*Reading text*:
■ ■ ■

I read more in 2014 than I have in the past few years, but I didn’t read as attentively as usual. It’s been a year of tremendous change for me and the family, and that has perhaps not lent itself to deep introspection. Nonetheless, it’s worthwhile to pause now and think about what I liked, what I didn’t, and what it meant as I enter a new year of words on the page.
The best of the bunch
My favorite reads were a bit of a hodge-podge this year. Several were united by the theme of travel: Bruce Chatwin’s Songlines blended fact and fiction to perfection, meditating on rhythm, movement, and nomadism. Wildmen, Wobblies, and Whistle Punks: Stewart Holbrook’s Lowbrow Northwest (ed. Brian Booth) was a rollicking reintroduction to the lore of the Northwest, an apt pick upon our relocation to Seattle. West with the Night, by Beryl Markham, is a memoir that focuses on the pilot’s exploits, and yet she grows remarkably contemplative by turns: "You can always rediscover an old path and wander over it, but the best you can do then is to say, 'A, yes, I know this turning!' -- or remind yourself that, while you remember that unforgettable valley, the valley no longer remembers you." And though slightly less literal, Anne Carson’s dazzling prose-poetry masterpiece Autobiography of Red often touches on growth, change, and how one is transported: “How does distance look?' is a simple direct question. It extends from a spaceless/within to the edge/of what can be loved. It depends on light."

■ ■ ■

*Data records*:
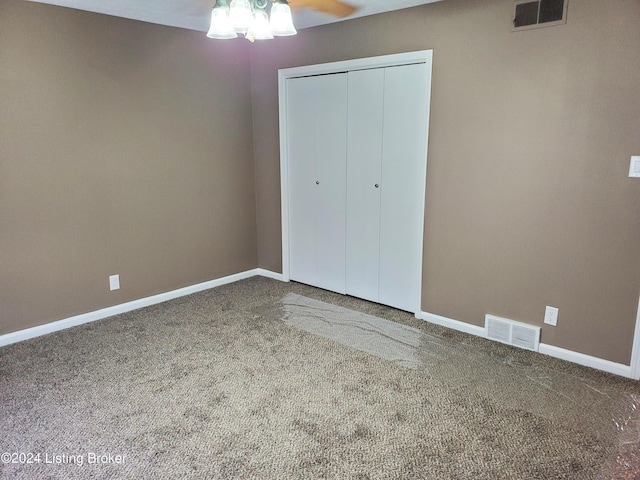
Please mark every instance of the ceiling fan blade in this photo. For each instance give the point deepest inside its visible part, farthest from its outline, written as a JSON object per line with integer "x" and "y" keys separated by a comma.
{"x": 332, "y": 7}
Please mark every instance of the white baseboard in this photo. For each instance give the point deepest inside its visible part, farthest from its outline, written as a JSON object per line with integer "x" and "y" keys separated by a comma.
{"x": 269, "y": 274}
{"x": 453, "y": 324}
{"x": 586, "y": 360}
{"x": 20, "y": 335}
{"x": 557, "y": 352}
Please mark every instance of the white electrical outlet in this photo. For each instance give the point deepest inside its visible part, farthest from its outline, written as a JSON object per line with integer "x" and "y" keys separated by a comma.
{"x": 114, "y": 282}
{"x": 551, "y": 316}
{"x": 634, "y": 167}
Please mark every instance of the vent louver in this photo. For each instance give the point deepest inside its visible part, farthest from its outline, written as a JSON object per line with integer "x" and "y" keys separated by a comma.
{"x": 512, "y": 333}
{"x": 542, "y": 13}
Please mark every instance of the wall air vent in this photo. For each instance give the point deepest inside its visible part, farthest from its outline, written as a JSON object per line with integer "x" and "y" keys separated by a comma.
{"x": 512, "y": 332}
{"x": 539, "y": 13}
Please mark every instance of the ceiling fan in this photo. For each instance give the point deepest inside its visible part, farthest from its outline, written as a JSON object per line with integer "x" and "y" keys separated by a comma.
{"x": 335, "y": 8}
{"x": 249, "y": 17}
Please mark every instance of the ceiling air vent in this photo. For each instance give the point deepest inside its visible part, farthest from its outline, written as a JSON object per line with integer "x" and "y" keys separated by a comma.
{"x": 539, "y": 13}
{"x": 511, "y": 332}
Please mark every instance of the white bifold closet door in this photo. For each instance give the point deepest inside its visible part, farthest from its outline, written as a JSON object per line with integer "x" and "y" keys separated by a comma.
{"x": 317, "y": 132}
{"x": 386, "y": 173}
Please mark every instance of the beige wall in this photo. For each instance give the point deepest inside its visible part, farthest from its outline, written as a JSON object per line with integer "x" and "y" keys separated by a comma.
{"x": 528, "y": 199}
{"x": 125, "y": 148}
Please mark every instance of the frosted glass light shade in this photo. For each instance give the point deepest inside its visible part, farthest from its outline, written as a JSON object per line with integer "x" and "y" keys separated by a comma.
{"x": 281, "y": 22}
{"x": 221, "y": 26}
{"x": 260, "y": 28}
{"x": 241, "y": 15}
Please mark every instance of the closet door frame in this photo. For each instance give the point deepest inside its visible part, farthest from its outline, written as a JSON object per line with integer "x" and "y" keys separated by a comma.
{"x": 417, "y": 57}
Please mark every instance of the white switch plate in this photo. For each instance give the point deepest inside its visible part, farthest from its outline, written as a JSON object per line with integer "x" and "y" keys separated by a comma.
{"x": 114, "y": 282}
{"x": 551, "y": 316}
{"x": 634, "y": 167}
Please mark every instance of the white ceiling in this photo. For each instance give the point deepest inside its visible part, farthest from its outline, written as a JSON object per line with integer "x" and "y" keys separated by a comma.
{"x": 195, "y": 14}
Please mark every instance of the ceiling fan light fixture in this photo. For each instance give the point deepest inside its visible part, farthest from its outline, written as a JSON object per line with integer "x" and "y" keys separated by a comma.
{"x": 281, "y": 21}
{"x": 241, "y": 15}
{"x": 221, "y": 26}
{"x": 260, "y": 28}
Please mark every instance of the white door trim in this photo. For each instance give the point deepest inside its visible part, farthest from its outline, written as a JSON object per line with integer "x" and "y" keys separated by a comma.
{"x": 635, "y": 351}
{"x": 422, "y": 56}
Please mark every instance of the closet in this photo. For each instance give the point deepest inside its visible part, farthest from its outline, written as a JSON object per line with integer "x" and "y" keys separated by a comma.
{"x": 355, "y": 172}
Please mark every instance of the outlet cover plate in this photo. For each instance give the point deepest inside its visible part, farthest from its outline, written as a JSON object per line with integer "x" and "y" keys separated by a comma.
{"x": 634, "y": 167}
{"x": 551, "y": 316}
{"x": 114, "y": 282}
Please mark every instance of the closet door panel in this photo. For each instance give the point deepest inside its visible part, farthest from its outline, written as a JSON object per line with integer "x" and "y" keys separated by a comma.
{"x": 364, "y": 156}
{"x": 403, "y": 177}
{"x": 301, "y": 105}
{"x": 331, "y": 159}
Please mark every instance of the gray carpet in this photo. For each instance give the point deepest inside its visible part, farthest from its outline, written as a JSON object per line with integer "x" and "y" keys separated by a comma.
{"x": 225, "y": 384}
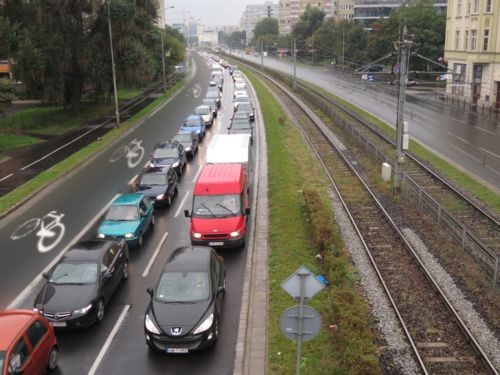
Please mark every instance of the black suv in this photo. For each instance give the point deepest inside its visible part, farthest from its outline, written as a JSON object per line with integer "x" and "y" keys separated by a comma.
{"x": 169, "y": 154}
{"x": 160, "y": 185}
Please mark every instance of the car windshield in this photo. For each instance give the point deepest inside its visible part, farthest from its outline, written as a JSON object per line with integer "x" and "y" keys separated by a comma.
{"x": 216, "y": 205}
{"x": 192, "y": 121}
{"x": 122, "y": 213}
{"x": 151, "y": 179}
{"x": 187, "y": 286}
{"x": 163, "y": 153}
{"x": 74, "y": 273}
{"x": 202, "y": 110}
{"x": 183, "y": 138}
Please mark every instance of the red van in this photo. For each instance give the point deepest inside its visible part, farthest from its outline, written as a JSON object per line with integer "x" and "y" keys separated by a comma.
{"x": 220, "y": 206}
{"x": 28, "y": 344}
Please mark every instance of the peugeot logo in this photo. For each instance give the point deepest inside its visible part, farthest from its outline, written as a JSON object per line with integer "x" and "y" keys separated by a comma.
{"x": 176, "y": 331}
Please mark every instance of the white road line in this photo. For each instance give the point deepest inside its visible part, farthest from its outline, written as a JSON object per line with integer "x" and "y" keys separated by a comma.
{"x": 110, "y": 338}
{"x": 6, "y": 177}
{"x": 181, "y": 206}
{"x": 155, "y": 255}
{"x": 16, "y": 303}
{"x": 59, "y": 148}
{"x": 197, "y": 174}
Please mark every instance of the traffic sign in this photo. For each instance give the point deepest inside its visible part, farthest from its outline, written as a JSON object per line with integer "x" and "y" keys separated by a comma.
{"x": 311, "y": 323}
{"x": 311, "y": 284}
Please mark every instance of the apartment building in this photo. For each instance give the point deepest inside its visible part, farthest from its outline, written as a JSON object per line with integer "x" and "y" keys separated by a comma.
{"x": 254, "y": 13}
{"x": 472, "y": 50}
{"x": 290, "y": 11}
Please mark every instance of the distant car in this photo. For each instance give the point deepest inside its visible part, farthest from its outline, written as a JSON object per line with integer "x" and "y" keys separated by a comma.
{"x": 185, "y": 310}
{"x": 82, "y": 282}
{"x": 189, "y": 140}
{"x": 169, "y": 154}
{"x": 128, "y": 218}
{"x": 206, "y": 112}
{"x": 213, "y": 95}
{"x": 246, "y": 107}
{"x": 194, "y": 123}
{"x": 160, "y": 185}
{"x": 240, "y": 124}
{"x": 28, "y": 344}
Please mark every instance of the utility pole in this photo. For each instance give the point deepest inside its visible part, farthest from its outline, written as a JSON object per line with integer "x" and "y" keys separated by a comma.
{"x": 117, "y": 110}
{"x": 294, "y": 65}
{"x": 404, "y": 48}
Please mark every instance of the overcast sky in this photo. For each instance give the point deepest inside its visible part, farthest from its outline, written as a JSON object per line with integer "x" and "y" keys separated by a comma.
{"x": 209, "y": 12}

■ ■ ■

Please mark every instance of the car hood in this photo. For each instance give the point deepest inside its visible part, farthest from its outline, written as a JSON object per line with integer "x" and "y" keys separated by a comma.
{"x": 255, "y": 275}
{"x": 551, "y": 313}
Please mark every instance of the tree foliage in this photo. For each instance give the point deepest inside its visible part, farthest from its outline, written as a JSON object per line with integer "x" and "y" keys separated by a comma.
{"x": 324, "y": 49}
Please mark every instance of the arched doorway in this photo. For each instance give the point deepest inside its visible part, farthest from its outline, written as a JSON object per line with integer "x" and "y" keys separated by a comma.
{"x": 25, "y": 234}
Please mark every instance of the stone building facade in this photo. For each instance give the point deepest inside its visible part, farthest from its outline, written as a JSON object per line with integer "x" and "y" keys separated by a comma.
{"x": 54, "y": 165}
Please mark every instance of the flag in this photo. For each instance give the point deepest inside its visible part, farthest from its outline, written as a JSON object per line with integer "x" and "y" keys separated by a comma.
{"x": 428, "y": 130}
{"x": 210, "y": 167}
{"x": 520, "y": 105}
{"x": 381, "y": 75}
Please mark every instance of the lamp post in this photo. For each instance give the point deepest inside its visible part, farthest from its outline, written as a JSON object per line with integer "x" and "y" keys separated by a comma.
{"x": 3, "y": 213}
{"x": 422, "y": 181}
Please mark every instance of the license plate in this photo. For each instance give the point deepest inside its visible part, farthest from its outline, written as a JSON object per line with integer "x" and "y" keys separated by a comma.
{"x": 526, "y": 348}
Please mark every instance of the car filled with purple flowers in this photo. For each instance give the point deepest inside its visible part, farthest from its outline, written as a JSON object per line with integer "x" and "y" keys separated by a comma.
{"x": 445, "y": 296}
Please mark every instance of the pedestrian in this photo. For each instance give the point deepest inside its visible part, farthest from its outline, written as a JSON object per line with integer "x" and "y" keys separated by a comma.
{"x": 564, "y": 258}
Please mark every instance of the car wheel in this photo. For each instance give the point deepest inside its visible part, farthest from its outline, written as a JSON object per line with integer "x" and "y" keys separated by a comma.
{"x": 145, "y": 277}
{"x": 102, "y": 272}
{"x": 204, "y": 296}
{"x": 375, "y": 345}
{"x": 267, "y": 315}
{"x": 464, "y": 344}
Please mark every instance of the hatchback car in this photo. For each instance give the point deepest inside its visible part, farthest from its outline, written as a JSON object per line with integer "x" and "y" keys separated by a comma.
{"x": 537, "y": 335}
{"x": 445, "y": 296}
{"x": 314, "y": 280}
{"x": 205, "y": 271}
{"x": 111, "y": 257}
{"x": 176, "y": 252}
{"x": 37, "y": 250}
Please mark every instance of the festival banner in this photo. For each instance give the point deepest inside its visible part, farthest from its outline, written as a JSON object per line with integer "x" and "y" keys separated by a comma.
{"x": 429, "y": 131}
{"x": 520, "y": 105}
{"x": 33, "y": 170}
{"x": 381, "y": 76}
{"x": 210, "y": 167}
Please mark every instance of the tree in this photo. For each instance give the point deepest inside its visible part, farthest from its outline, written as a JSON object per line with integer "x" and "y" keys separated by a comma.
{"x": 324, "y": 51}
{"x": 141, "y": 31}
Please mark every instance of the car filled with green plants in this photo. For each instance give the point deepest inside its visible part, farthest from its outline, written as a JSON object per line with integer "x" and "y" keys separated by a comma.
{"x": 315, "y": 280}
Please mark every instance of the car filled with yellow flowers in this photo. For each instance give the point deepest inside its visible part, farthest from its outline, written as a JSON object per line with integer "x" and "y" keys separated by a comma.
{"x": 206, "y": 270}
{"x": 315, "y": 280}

■ ■ ■

*What you are asked to do*: Type out the passage of the 2014 reading essay between "I read more" and "on the page.", inclusive, with no changes.

*In response*:
I read more in 2014 than I have in the past few years, but I didn’t read as attentively as usual. It’s been a year of tremendous change for me and the family, and that has perhaps not lent itself to deep introspection. Nonetheless, it’s worthwhile to pause now and think about what I liked, what I didn’t, and what it meant as I enter a new year of words on the page.